- _WHAT TO DO_
Write the records out again, precisely as they stand.

Object pointing dataset rows
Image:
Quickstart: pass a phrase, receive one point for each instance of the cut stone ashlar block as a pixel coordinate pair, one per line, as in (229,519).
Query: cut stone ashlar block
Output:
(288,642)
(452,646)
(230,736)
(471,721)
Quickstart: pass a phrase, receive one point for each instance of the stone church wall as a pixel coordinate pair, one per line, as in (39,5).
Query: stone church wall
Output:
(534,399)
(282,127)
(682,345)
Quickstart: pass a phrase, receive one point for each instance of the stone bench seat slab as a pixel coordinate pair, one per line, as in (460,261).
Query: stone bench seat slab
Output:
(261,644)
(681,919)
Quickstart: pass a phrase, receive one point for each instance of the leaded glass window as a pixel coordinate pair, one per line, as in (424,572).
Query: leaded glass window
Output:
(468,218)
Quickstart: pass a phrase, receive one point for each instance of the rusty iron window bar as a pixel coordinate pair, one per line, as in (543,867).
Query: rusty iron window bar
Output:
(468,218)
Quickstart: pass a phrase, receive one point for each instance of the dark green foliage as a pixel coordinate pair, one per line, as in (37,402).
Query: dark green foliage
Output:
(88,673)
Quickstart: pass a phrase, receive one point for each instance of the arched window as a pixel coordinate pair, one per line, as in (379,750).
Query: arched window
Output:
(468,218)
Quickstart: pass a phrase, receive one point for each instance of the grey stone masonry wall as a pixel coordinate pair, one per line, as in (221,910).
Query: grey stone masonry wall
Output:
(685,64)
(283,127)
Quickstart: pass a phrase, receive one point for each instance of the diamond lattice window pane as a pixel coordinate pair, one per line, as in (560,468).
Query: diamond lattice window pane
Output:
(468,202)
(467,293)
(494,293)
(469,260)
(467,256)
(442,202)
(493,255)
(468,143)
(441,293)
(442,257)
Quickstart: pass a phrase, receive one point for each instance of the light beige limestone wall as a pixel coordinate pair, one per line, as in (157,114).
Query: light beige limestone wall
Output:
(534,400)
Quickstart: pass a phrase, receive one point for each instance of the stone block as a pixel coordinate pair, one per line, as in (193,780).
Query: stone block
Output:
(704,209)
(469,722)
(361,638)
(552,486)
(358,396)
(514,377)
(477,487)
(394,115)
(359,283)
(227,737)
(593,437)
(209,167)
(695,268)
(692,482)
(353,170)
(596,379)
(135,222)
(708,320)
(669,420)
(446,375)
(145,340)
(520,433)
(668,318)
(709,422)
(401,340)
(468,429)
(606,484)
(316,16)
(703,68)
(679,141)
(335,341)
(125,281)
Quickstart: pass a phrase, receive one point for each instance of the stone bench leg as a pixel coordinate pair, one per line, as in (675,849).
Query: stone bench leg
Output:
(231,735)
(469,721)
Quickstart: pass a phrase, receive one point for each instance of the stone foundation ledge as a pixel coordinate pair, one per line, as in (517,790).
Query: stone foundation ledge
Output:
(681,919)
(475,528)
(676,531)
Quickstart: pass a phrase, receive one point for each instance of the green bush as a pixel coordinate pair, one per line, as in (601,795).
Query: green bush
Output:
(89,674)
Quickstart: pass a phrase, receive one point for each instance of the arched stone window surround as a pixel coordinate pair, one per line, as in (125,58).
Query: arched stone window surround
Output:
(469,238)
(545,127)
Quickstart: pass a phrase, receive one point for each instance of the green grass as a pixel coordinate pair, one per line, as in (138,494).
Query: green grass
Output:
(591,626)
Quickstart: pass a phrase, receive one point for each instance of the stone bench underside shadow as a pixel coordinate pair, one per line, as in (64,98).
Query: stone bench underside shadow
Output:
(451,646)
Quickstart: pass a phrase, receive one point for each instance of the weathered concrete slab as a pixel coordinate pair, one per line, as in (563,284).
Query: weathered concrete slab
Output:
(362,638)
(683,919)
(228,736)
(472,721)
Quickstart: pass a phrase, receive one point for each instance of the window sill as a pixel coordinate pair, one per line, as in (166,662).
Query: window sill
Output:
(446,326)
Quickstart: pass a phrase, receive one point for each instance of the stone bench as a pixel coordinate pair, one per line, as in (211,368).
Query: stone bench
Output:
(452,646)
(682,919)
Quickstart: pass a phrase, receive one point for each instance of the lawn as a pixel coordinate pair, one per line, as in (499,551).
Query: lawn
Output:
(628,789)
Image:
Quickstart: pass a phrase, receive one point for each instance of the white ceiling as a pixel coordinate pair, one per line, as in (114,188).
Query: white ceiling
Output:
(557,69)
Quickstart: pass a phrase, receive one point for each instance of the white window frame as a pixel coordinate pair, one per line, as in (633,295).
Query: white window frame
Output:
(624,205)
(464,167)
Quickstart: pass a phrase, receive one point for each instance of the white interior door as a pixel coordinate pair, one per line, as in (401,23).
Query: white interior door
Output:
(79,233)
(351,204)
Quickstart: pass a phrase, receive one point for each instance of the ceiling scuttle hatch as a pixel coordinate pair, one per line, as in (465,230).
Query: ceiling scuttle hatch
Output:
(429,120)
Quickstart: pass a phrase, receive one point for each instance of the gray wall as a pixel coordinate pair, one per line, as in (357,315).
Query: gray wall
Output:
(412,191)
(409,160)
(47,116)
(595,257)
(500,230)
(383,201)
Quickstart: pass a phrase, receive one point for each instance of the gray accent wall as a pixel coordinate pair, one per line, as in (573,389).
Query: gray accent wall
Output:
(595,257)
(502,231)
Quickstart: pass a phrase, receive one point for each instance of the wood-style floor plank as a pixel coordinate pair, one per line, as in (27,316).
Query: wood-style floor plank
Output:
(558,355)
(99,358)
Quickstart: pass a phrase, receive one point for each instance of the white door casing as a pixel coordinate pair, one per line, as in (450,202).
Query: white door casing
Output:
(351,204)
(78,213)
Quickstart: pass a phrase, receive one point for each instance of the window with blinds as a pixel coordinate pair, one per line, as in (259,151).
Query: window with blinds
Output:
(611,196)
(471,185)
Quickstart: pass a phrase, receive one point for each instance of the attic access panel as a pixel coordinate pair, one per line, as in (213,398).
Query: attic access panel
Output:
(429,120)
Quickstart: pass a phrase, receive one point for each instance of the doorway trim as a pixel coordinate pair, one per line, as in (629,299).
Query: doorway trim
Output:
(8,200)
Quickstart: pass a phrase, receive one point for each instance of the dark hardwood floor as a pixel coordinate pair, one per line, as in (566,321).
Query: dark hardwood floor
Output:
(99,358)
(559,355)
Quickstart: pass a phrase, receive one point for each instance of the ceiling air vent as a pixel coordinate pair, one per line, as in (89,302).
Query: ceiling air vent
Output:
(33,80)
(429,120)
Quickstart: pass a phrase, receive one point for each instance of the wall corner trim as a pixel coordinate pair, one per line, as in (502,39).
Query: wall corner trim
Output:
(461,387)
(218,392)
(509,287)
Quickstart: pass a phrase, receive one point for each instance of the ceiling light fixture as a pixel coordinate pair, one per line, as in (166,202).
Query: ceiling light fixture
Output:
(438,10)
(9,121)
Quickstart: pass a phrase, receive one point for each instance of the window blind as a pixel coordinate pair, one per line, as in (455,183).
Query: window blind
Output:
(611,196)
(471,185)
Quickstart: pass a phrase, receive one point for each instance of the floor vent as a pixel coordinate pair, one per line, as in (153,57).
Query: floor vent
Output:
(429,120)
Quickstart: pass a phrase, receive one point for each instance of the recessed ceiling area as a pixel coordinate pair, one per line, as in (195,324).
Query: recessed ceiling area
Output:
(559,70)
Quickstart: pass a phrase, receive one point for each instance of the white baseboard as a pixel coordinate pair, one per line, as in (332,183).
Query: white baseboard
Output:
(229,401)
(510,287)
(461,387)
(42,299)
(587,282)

- _EXERCISE OUTPUT_
Image:
Quickstart: pass a phrase, receive one point for each instance of the cut stone ashlar block as a pixel coordinate pair, one per line, as in (229,519).
Query: cut stone ashlar block
Output:
(288,642)
(452,646)
(230,736)
(471,721)
Quickstart: pass a phrase, receive one point for each instance of the stone church wall as a pixel coordinate pair, one per line, as in (39,5).
Query: stone church wall
Output:
(534,399)
(282,127)
(682,345)
Quickstart: pass a phrase, receive one point for each instance of the stone bench seat slab as a pixel coordinate pair, one per line, as in (460,261).
Query: stone bench seat slab
Output:
(261,644)
(681,919)
Quickstart: pass a phrase, receive one point for each instance of the leaded glass window as a pixel coordinate pair, one per line, as in (424,572).
Query: leaded glass window
Output:
(468,218)
Quickstart: pass a phrase, receive one point for each instance of the rusty iron window bar as a pixel coordinate pair, one per line, as in (543,867).
Query: rusty iron window bar
Output:
(468,218)
Quickstart: pass a phrase, receive one point for each instance of the dark green foliage as a pixel coordinate pair, one per line, as in (37,402).
Query: dark green foliage
Output:
(88,673)
Quickstart: pass a phrase, receive one point for each instance of the arched window as a pixel coordinate pair, one per line, as in (379,750).
Query: arched window
Output:
(468,218)
Quickstart: pass a phrase, receive one point for each instance of the grey stone masonry wall as a pixel coordinate pair, one per line, as in (221,910).
Query: grey stone masonry wall
Output:
(685,64)
(283,127)
Quickstart: pass a phrase, receive one point for each instance of the diamond lattice window pane as a pixel coordinate pair, one per line, as in (560,468).
Query: diamond lattice window pane
Output:
(468,202)
(467,293)
(494,293)
(469,260)
(467,256)
(442,202)
(493,255)
(468,143)
(441,293)
(442,257)
Quickstart: pass a phrase, receive one point for each instance of the light beige limestone wall as a pixel coordinate pair, one per line, as in (157,114).
Query: light beige limestone wall
Output:
(534,400)
Quickstart: pass a phrase, receive one point for each instance of the stone block as a pixel coordinate pair, one per line, as in (193,780).
Query: stone block
Output:
(704,209)
(469,722)
(361,638)
(552,486)
(358,396)
(514,377)
(477,487)
(394,115)
(359,283)
(227,737)
(593,437)
(209,167)
(695,268)
(692,482)
(353,170)
(596,379)
(135,222)
(708,320)
(669,420)
(446,375)
(145,340)
(520,433)
(668,318)
(709,422)
(401,340)
(468,429)
(606,484)
(316,16)
(703,68)
(679,141)
(335,341)
(125,281)
Quickstart: pass a phrase, receive one point for each instance of the stone bench leg as a pixel coordinate pair, one per line, as in (675,849).
Query: stone bench leg
Output:
(231,735)
(469,721)
Quickstart: pass a phrase, receive one point for each instance of the stone foundation ledge as a pixel coordinate pair, one per line, as in (517,790).
Query: stone foundation ledge
Output:
(681,919)
(475,528)
(676,531)
Quickstart: pass a phrase, receive one point for each instance of the green bush as a pixel coordinate pair, one per line, as in (601,795).
Query: green bush
Output:
(89,674)
Quickstart: pass a phrase, receive one point for each instance of the arched stone window surround as a pixel coordinate pair, one per line, as in (125,58).
Query: arched stone window surround
Output:
(469,238)
(545,127)
Quickstart: pass a phrase, receive one point for each instance of the green grass as a pixel coordinate pair, one per line, as in (138,494).
Query: green grass
Output:
(591,626)
Quickstart: pass a phrase, receive one point for each instance of the stone bench underside shadow as a pixel coordinate pair, one per line, as in (64,98).
Query: stone bench underside shadow
Output:
(451,646)
Quickstart: pass a phrase, receive one point for each instance of the weathered concrete slab as a pixel coordinate pair, one per line, as in (563,284).
Query: weathered concrete slab
Output:
(362,638)
(683,919)
(228,736)
(472,721)
Quickstart: pass a phrase, receive one point for each instance of the window sill as a pixel coordinate pair, one per line, as in (166,662).
Query: window sill
Output:
(446,326)
Quickstart: pass a phrase, receive one point for each instance of the stone bench as a pixel coordinate pair, one per line, as in (211,368).
Query: stone bench
Output:
(452,646)
(682,919)
Quickstart: pass a phrase, receive one point for each instance of the lawn as a pixel coordinate pair, one per line, as in (499,551).
Query: lawn
Output:
(628,789)
Image:
Quickstart: pass a phrase, receive one point for each instance of the white ceiling as a pixel coordinate pair, one per line, as in (114,188).
Query: white ceiling
Output:
(557,69)
Quickstart: pass a phrase, receive one point for each instance of the white window frame as a pixel coordinate pair, one per line, as in (633,295).
Query: white window frame
Output:
(624,205)
(464,167)
Quickstart: pass a phrase, receive one point for each instance of the white interior door as a pixel coordinate pair, one per line, as in (401,23).
Query: white interior door
Output:
(79,233)
(351,204)
Quickstart: pass a phrase, receive one point for each instance of the ceiling scuttle hatch as a pixel coordinate pair, one per line, as in (465,230).
Query: ceiling scuttle hatch
Output:
(429,120)
Quickstart: pass a phrase, receive one point for each instance of the gray wall as a pixel coordinate pair, one per line, as in (357,315).
Query: gray wall
Output:
(412,191)
(409,160)
(47,116)
(595,257)
(500,230)
(383,201)
Quickstart: pass a phrase, receive one point for each instance of the gray accent wall as a pixel coordinate pair, one per line, as in (573,389).
Query: gray accent wall
Output:
(595,257)
(502,231)
Quickstart: pass a phrase, receive one point for each instance of the wood-style floor plank as a pixel coordinate pair, one per line, as in (27,316).
Query: wood-style floor plank
Output:
(558,355)
(99,358)
Quickstart: pass a phrase, receive one point for each instance of the white door casing as a pixel coordinate pair, one per line, as in (450,202).
Query: white door casing
Output:
(351,204)
(78,213)
Quickstart: pass a phrase, receive one point for each instance of the window with blinds as a pixel coordinate pair, one per line, as in (259,151).
Query: window with blinds
Output:
(611,196)
(471,185)
Quickstart: pass a phrase, receive one point for each instance of the attic access panel as a pixel coordinate pair, one per line, as in (213,398).
Query: attic access panel
Output:
(429,120)
Quickstart: pass a phrase, receive one point for each instance of the doorway trim as a pixel coordinate pair, one per line, as in (629,299).
Query: doorway trim
Output:
(8,200)
Quickstart: pass a phrase, receive one point for each instance of the dark hardwood floor as a pixel coordinate pair, one per line, as in (566,321).
Query: dark hardwood floor
Output:
(99,358)
(559,355)
Quickstart: pass a phrase, receive one point for each instance of the ceiling air vent as a pixel coordinate pair, one per line, as in (89,302).
Query: ceiling air vent
Output:
(33,80)
(429,120)
Quickstart: pass a phrase, receive one point for each instance of the wall corner trim as a pixel coordinate pair, one per line, as in (502,39).
Query: wall corner trim
Output:
(461,387)
(218,392)
(509,287)
Quickstart: pass a phrase, receive one point for each instance of the ceiling light fixture as a pixel coordinate pair, one per line, as in (166,202).
Query: ceiling light fixture
Output:
(438,10)
(9,121)
Quickstart: pass a phrase, receive one point for each instance of the window blind as a pixel coordinate pair, one per line, as in (455,183).
Query: window blind
Output:
(611,196)
(471,185)
Quickstart: pass a phrase, receive one point for each instance of the floor vent as a pixel coordinate pair, one per line, as in (153,57).
Query: floor vent
Output:
(429,120)
Quickstart: pass a phrase, receive one point for each instance of the recessed ceiling area as a pixel coordinate pair, one per line, as in (195,324).
Query: recessed ceiling area
Output:
(559,70)
Quickstart: pass a phrase, receive one point for each instance of the white baseboard as a pixel coordinate pair, one per line, as in (332,183).
Query: white baseboard
Output:
(229,401)
(510,287)
(461,387)
(42,299)
(587,282)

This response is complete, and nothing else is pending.